#### [BRIEF 1]
Reproduce the passage of the digital-assets article that begins at "Make a List" and ends after "their online assets.".
#### [BRIEF 2]
Extend the digital-assets article, picking up after its final sentence.

#### [EXCERPTED TEXT]
★ ★ ★

Who gets access to your Facebook, Google and Twitter accounts after you die? The WSJ’s Eva Tam finds out.
People draft estate plans that carefully detail how their money and property should pass to their heirs after they become incapacitated or die.
But what about our so-called digital assets, such as an iTunes account containing thousands of songs, or a Twitter account with hundreds of followers? Can people pass those on as well? And how do they ensure that heirs get access to password-protected bank and trading accounts that exist only online?
Questions like these are popping up with more frequency—and for good reason. A popular blog or Web domain, for example, can have great, or potential, value as a business. But if the owner doesn’t take the proper legal steps ahead of time, their heirs may lose the rights to those assets. Photos, videos, email and contents of social-media accounts also may be lost.
Make a List
Justin T. Miller, national wealth strategist in the San Francisco office of BNY Mellon Wealth Management, a division of Bank of New York Mellon Corp. , says that clients often react with surprise when advisers ask about their plans for passing on things like online financial and social-media accounts. Even the technology executives he counsels, Mr. Miller says, have given little thought to how to provide their heirs with access to some of their online assets.
Katherine Dean, managing director of wealth planning for Wells Fargo Private Bank, San Francisco, says one couple worth around $20 million seemed abashed when she asked them to detail their digital assets in making a comprehensive financial and estate plan. She gave them a one-page checklist seeking information about such assets as photo and social-media accounts, Web-based games, and online-only banking and brokerage accounts.
“They said, ‘Oh my gosh, we’ve got to go online to get this,’ ” says Ms. Dean. “Whenever we hear that, we take the time to have the conversation that this is very important.”
The most important thing, estate attorneys say, is to establish procedures for protecting and granting access to passwords and for transferring assets and account ownership. The rules can vary widely depending on the vendor. While there is nothing in Twitter’s company rules and conditions that says one of its accounts must close if the owner dies, Apple Inc. ‘s iTunes says it doesn’t have a policy that allows anyone to will or inherit an iTunes account.

★ ★ ★

#### [PROVIDED RECORDS]
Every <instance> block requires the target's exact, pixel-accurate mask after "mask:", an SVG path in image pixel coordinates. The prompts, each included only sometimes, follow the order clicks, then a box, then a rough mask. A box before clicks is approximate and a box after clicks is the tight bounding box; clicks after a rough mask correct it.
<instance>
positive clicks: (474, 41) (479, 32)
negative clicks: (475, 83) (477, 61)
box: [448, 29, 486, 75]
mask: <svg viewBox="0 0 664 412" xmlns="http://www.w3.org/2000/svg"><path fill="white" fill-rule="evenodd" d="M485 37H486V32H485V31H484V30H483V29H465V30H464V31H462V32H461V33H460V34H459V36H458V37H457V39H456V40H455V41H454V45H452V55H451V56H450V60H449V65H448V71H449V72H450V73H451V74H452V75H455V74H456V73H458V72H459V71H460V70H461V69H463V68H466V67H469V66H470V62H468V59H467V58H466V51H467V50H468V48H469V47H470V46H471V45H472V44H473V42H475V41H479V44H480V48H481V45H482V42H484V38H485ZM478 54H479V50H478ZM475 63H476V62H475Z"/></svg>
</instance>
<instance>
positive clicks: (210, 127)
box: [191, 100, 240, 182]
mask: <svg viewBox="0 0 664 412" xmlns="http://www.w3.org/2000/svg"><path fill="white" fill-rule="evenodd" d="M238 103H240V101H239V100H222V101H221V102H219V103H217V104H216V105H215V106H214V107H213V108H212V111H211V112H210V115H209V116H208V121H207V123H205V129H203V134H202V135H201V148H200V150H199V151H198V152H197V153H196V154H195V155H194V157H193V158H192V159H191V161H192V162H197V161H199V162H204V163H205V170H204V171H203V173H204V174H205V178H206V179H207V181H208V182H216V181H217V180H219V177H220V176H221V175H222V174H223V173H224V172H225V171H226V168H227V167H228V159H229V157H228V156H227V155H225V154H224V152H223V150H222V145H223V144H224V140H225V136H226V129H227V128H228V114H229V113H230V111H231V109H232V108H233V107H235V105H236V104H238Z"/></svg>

★ ★ ★

#### [RESPONSE BOX 1]
Make a List
Justin T. Miller, national wealth strategist in the San Francisco office of BNY Mellon Wealth Management, a division of Bank of New York Mellon Corp. , says that clients often react with surprise when advisers ask about their plans for passing on things like online financial and social-media accounts. Even the technology executives he counsels, Mr. Miller says, have given little thought to how to provide their heirs with access to some of their online assets.

#### [RESPONSE BOX 2]
But even where limits exist, by placing the license and necessary passwords in a trust, access to such accounts can be preserved, says Naomi R. Cahn, a professor at George Washington University Law School.
Ms. Cahn explains: Many digital assets are owned through a license that is limited to the account-holder and nontransferable. The license may cease to exist when the account-holder dies, so it can’t be transferred in a will. But by placing the license in a trust, it is possible that the license will survive the death of its creator.
Wills play an important role, too, Ms. Cahn says, mainly in stating who should receive any digital property that is capable of being inherited. A will can also designate who will have access to digital accounts, although this may not be legally binding.
Estate advisers caution against listing digital assets and passwords in a will because the will can become public. Such information instead should go into a separate letter, says Lesley Moss, an attorney at law firm Oram & Moss in Chevy Chase, Md.
Looking for Legislation
A group of states is interested in drafting a law that would make it easier for consumers to bequeath online property by giving fiduciaries the right to manage and distribute their clients’ digital assets.
Lawyers, judges, legislators and law professors from the Uniform Law Commission, a group appointed by state governments to draft and promote new state laws, met this summer to discuss such a proposal.
Currently only Connecticut, Idaho, Indiana, Oklahoma and Rhode Island give fiduciaries this right.